### [TASK]
An exact transcription of all the entries is needed; pictures stay out.

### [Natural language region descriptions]
▼▼▼
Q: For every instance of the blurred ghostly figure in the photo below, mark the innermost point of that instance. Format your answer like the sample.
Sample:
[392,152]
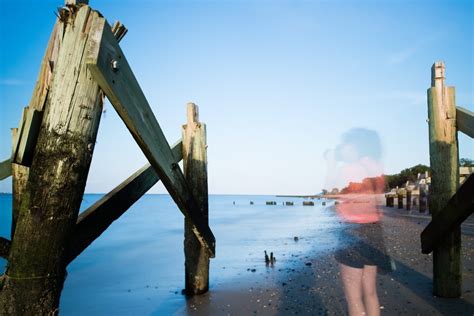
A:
[355,163]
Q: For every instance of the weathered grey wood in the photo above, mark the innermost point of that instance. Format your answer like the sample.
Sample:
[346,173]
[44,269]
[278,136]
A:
[444,181]
[4,247]
[97,218]
[459,207]
[19,180]
[42,86]
[111,70]
[76,2]
[195,170]
[5,169]
[50,202]
[400,200]
[465,121]
[119,30]
[25,141]
[408,200]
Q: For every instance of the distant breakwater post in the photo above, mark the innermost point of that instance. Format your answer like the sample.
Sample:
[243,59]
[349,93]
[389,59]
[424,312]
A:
[449,204]
[51,156]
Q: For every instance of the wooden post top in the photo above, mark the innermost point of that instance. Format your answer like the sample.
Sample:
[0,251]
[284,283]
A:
[438,74]
[193,113]
[76,2]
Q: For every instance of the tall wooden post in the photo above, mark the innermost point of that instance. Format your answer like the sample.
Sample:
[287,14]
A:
[19,180]
[400,200]
[195,171]
[50,201]
[408,200]
[444,180]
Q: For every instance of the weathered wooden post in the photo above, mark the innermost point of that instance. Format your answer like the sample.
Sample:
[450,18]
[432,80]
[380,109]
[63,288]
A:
[400,200]
[408,200]
[50,201]
[422,200]
[444,180]
[19,180]
[195,171]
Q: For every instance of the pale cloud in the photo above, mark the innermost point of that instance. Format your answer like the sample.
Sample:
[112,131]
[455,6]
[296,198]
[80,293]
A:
[408,52]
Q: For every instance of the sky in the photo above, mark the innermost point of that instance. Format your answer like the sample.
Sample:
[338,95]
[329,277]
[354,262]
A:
[277,82]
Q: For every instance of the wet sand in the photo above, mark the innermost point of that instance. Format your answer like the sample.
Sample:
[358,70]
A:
[309,283]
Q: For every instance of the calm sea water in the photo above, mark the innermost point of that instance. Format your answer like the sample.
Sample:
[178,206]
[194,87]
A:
[137,265]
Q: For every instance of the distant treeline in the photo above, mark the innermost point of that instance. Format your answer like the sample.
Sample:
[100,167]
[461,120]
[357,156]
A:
[408,174]
[386,182]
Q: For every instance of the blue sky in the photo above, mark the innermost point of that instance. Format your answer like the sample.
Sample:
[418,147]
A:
[277,82]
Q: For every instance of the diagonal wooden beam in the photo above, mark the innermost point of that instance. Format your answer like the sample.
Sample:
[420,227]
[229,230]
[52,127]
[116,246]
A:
[459,207]
[112,72]
[98,217]
[465,121]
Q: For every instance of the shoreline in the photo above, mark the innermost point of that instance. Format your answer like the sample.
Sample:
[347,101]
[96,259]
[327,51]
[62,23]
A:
[309,284]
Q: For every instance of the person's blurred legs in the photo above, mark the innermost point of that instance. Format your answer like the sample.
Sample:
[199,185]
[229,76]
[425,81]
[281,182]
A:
[369,286]
[352,281]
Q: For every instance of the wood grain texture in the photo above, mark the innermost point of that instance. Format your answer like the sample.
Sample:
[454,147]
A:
[5,168]
[4,247]
[444,159]
[114,75]
[25,141]
[98,217]
[50,202]
[195,170]
[458,209]
[465,121]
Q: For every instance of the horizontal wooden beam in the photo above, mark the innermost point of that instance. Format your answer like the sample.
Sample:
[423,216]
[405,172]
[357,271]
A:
[112,72]
[5,169]
[465,121]
[98,217]
[4,247]
[459,207]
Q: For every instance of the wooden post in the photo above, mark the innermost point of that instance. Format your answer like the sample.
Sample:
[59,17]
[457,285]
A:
[400,200]
[50,201]
[444,180]
[422,200]
[408,200]
[195,172]
[19,180]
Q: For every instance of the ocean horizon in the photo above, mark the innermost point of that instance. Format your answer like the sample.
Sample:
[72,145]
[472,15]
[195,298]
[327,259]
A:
[137,265]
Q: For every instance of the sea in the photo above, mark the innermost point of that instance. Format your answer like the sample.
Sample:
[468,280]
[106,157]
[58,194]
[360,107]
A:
[136,267]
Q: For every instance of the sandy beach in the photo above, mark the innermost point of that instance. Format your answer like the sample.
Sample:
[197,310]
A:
[310,284]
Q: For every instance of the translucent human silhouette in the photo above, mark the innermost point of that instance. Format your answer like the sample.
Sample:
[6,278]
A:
[355,166]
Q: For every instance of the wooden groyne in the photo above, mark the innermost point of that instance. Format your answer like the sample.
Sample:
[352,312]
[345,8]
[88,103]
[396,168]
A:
[449,204]
[52,152]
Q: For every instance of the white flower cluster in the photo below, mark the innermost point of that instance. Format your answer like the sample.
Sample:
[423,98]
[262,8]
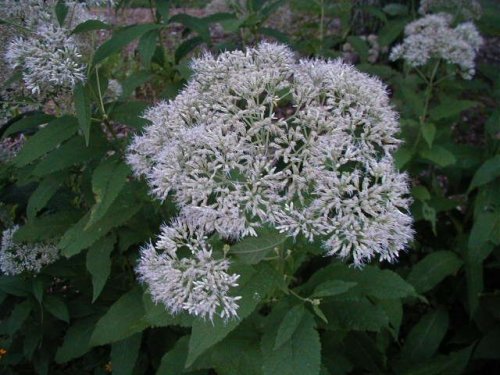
▲▲▲
### [TASK OUTPUT]
Q: For every instance of the blurred ghostly figure in the photo below, mark the innermost point of that instance. Format your answer like the sample.
Sample:
[392,152]
A:
[355,163]
Q: For every instance of the weathered grey wood in the photo above, mark the innermost point of that instance. Format your answer like the sample.
Sample:
[346,173]
[44,269]
[278,136]
A:
[444,181]
[4,247]
[97,218]
[459,207]
[19,180]
[42,86]
[111,70]
[76,2]
[195,170]
[5,169]
[50,202]
[400,200]
[465,121]
[119,30]
[25,141]
[408,200]
Q: For every instance of the distant breakwater post in the photo above, mark the innermost point of that instance. Format your answer like the sample.
Sample:
[243,59]
[349,93]
[389,59]
[424,312]
A:
[449,204]
[51,156]
Q: For every instance of the wooden post top in the photo above, mark the innermost point of that instance. Format your answer like the sample.
Sample:
[0,251]
[284,283]
A:
[438,74]
[193,113]
[76,2]
Q: For every instance of the tall wooden post in the photo above, mark the innermost point of that instance. Format your answer like the sample.
Sample:
[287,14]
A:
[19,180]
[400,200]
[195,171]
[50,201]
[408,200]
[444,180]
Q: For every instance of the weathered wooden post in the photo above, mark the innermost point of that instance. Format your answer like the sample.
Sample:
[450,18]
[432,80]
[380,109]
[63,288]
A:
[400,200]
[408,200]
[50,201]
[422,200]
[444,180]
[19,180]
[195,171]
Q: For every instance of the pale cloud in the photo above, mark the innermost point of that instance. Format your answer like the sample.
Sample:
[112,131]
[455,6]
[296,198]
[80,293]
A:
[408,52]
Q: For every instance of the sky in the photo above, mark the innermost point of that instance. Format your answer like the sample.
Sample:
[338,95]
[329,277]
[354,262]
A:
[277,82]
Q: For every instance of the wet sand in the photo above, mark the innermost point of that instance. Format your answer like the sample.
Sample:
[358,70]
A:
[309,283]
Q: For every instance of the calm sea water in the photo above, mark the innermost point of that instance. Format your answer like the sample.
Sample:
[178,206]
[194,87]
A:
[137,265]
Q: For every instance of the distant treeline in the photo above, mark the innermost point of that instance. Format your answer like the sample.
Sample:
[100,167]
[461,120]
[357,156]
A:
[408,174]
[386,182]
Q: For every instance of the blue sky in the photo above, mark the innermost point of that instance. Format your answer like the sample.
Sample:
[418,147]
A:
[277,82]
Q: For every instance of the diagonal wooden beam in the photo above, mark the innermost point of that instance. Format your answer like the sample.
Sample:
[420,227]
[229,230]
[52,127]
[116,246]
A:
[459,207]
[112,72]
[98,217]
[465,121]
Q: For every instance of the shoreline in the photo above, mark the innermost point of that instance. Format your answer like the sample.
Sample:
[347,101]
[96,259]
[327,51]
[62,23]
A:
[309,284]
Q: For every instance of the person's blurred legs in the photo above, mark the innermost point of that instance. Format your answer like the sample.
Sample:
[199,185]
[229,76]
[425,81]
[281,182]
A:
[369,286]
[352,281]
Q: For every instance of the wood grain texture in the photo above, mark the innermost point of that instance. Format your answer like the sample.
Sample:
[454,147]
A:
[5,168]
[4,247]
[444,159]
[114,75]
[25,141]
[98,217]
[50,202]
[195,170]
[458,209]
[465,121]
Q: For every instance of the horizontal wooden beam in the photo above, mark the innermost point of that instance. Format your answer like the sample.
Sample:
[423,216]
[405,172]
[357,271]
A:
[112,72]
[5,169]
[465,121]
[98,217]
[4,247]
[459,207]
Q: For every instance of the wooden post in the photo above, mark the innermost point of that instance. Format your answer like the sample.
Sample:
[59,17]
[457,285]
A:
[400,200]
[50,201]
[444,180]
[422,200]
[408,200]
[195,172]
[19,180]
Q: For every instance of the ocean horizon in the photo above, mark the innermost point of that instance. Format your answer like the sample.
Sample:
[72,145]
[472,15]
[195,298]
[327,259]
A:
[137,265]
Q: For every instance of the sea in the photo above, mark the innermost point of that instance. Format your answer like the sample.
Sample:
[468,280]
[106,157]
[58,194]
[360,107]
A:
[136,267]
Q: For every instance of the sandy beach in the photo above, mark the innermost point of that instance. Format your answer like the sample.
Sample:
[197,310]
A:
[310,284]
Q: For every instance of the translucent human silhouette in the photo above, mark the innermost point of that instance. Format your answer like the sample.
Sample:
[6,278]
A:
[355,166]
Q: For every instance of the wooden groyne in the photo above, mark the innermost point of that instance. Format your answer like the sample.
Sample:
[352,312]
[345,8]
[88,103]
[396,168]
A:
[449,204]
[52,152]
Q: For every instance of the white flower cluster in the photo below, mark the innermost point of that instance. Format your answer like the sample.
Sample:
[423,98]
[262,8]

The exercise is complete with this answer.